Da svolgere
Rispondi per favore a queste domande sul testo fornito, in base a ciò che vi è scritto:
1. Chi è a capo dell'Unità di "Nutrizione umana" dell'EFSA?
2. Da chi la consultazione pubblica intende raccogliere contributi scientifici sulla versione provvisoria del parere?
3. La stesura preliminare del parere propone un modello particolare di profilazione nutrizionale per l'etichettatura sulla parte anteriore delle confezioni?

Testo fornito
Una base scientifica per assistere i decisori politici dell’UE

Valeriu Curtui, a capo dell’Unità di “Nutrizione umana ” dell’EFSA, ha così commentato: “Abbiamo indetto una consultazione pubblica per raccogliere contributi scientifici sulla versione provvisoria del parere da altri esperti, partner istituzionali e portatori di interesse.

“Ricordiamo a tutti gli interessati a tale argomento che la nostra consulenza mira a fornire il supporto scientifico per elaborare i modelli di profilazione dei nutrienti e limitare le pretese salutistiche sulle etichette da apporre sulla parte anteriore delle confezioni. Questa stesura preliminare del parere, tuttavia, non esprime una valutazione né propone un modello particolare di profilazione nutrizionale per l’etichettatura dei nutrienti sulla parte anteriore delle confezioni”.

Dati forniti
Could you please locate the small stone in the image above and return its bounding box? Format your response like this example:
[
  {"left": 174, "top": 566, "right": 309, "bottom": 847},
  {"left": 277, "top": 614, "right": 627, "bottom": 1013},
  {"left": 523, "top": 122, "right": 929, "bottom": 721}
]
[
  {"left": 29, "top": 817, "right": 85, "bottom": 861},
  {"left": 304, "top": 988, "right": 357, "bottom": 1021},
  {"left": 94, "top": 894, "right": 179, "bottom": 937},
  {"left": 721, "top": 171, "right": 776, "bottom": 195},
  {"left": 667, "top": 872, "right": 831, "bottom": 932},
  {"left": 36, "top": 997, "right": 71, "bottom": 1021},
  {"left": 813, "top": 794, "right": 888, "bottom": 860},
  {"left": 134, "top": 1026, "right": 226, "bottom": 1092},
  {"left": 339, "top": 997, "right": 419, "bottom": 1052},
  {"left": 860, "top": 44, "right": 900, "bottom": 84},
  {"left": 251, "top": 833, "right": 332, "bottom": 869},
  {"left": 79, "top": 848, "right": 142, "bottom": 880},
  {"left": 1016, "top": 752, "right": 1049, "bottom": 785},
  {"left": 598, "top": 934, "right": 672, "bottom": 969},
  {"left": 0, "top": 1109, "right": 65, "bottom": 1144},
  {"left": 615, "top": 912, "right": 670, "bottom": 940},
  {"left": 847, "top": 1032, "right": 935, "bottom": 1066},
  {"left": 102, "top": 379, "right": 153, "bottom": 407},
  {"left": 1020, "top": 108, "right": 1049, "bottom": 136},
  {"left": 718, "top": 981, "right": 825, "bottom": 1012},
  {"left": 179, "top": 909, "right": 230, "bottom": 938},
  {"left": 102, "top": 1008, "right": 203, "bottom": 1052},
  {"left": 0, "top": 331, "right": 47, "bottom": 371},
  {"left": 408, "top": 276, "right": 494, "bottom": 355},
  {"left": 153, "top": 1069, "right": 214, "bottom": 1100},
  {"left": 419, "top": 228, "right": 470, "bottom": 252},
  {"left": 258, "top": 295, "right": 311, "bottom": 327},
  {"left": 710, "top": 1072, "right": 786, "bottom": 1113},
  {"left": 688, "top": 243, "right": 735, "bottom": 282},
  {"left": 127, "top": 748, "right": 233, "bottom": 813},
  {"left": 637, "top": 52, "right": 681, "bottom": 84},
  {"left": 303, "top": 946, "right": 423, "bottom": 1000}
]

Soluzione
1. Valeriu Curtui.
2. Da altri esperti, partner istituzionali e portatori di interesse.
3. No, non esprime una valutazione né propone un modello particolare.